(EXTRACT PROVIDED)
Introduction: Asthma is a complex, polygenic, heterogenous
inflammatory disease. Recently, we generated a list of 128 independent
single nucleotide polymorphisms (SNPs) associated with asthma in
genome-wide association studies. However, it is unknown if asthma SNPs
are associated with specific asthma-associated traits such as high
eosinophil counts, atopy, and airway obstruction, revealing molecular
endotypes of this disease. Here, we aim to identify the association
between asthma SNPs and asthma-associated traits and assess e-QTLs to
reveal their downstream functional effects and find drug targets.
Methods: Association analyses between 128 asthma SNPs and
associated traits (blood eosinophil numbers, atopy, airway obstruction,
airway hyperresponsiveness) were conducted using regression modelling in
population-based studies (Lifelines N=32,817 / Vlagtwedde-Vlaardingen
N=1,554) and an asthma cohort (Dutch Asthma GWAS N=917). Functional
enrichment and pathway analysis were performed with genes linked to the
significant SNPs by e-QTL analysis. Genes were investigated to generate
novel drug targets. Results: We identified 69 asthma SNPs that
were associated with at least one trait, with 20 SNPs being associated
with multiple traits. The SNP annotated to SMAD3 was the most
pleiotropic. In total, 42 SNPs were associated with eosinophil counts,
18 SNPs with airway obstruction, and 21 SNPs with atopy. We identified
genetically driven pathways regulating eosinophilia, atopy and airway
obstruction. The largest network of eosinophilia contained two genes (
IL4R, TSLP) targeted by drugs currently available for
eosinophilic asthma. Several novel targets were identified.
Conclusion: Many asthma SNPs are associated with blood
eosinophil counts and genetically driven molecular pathways of
asthma-associated traits were identified.

(WORK ORDER 1)
According to the abstract, how many asthma SNPs were associated with at least one trait?
(WORK ORDER 2)
Say whether each statement agrees with the abstract, answering yes or no and quoting the deciding words: (a) the SNP annotated to SMAD3 was the most pleiotropic; (b) more SNPs were associated with atopy than with eosinophil counts; (c) the Dutch Asthma GWAS cohort had 917 participants.
(WORK ORDER 3)
Please rewrite a part of the abstract, swapping "airway obstruction" for "bronchial obstruction". Begin at the words that have "Introduction: Asthma is" and stop after "find drug targets.".
The material that comes next is separate from the abstract.

(ENTRIES SHOWN)
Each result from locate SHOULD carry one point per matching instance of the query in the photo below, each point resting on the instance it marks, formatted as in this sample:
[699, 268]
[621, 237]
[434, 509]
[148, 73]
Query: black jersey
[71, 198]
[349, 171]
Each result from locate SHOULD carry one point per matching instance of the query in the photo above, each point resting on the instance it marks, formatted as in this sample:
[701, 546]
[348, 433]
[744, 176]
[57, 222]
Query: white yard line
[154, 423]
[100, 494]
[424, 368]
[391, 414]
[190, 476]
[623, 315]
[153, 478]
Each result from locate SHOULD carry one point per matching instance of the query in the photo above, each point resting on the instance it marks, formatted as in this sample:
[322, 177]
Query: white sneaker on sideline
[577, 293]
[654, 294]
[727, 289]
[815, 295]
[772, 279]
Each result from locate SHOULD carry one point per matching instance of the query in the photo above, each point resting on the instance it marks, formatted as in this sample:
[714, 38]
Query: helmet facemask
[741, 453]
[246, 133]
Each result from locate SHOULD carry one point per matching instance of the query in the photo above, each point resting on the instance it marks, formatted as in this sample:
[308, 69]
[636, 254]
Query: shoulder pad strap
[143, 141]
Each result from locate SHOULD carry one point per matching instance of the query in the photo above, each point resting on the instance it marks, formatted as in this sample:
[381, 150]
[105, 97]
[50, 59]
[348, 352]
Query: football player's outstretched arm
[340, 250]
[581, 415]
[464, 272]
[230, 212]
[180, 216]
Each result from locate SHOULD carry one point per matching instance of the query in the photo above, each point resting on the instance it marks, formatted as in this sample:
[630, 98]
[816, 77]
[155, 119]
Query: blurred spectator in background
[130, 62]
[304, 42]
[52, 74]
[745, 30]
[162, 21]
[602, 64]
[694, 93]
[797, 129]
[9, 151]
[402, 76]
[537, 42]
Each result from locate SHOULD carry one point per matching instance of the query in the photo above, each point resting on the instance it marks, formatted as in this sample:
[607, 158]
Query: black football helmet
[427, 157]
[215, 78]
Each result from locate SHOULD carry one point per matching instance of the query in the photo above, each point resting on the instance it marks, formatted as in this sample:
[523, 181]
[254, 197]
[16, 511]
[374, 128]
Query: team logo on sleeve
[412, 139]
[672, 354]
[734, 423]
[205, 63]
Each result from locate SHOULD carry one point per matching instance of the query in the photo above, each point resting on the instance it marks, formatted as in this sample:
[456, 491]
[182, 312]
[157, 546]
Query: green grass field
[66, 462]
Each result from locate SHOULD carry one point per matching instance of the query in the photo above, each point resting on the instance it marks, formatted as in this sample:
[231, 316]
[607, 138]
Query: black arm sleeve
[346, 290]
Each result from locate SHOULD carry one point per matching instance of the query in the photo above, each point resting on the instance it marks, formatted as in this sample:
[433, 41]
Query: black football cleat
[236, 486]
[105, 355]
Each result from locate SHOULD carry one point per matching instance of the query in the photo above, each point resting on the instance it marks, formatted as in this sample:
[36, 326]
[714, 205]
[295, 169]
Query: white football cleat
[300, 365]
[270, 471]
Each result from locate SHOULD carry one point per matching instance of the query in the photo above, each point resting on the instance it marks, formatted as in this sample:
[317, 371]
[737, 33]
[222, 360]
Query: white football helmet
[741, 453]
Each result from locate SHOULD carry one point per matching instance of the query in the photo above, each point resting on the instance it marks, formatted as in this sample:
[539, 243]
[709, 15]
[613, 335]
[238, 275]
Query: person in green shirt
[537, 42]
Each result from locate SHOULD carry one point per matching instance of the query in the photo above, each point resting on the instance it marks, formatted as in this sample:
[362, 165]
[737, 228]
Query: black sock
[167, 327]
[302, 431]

(WRITTEN RESPONSE 1)
69 asthma SNPs.

(WRITTEN RESPONSE 2)
(a) Yes: "The SNP annotated to SMAD3 was the most pleiotropic."
(b) No: "In total, 42 SNPs were associated with eosinophil counts, 18 SNPs with airway obstruction, and 21 SNPs with atopy."
(c) Yes: "an asthma cohort (Dutch Asthma GWAS N=917)"

(WRITTEN RESPONSE 3)
Introduction: Asthma is a complex, polygenic, heterogenous
inflammatory disease. Recently, we generated a list of 128 independent
single nucleotide polymorphisms (SNPs) associated with asthma in
genome-wide association studies. However, it is unknown if asthma SNPs
are associated with specific asthma-associated traits such as high
eosinophil counts, atopy, and bronchial obstruction, revealing molecular
endotypes of this disease. Here, we aim to identify the association
between asthma SNPs and asthma-associated traits and assess e-QTLs to
reveal their downstream functional effects and find drug targets.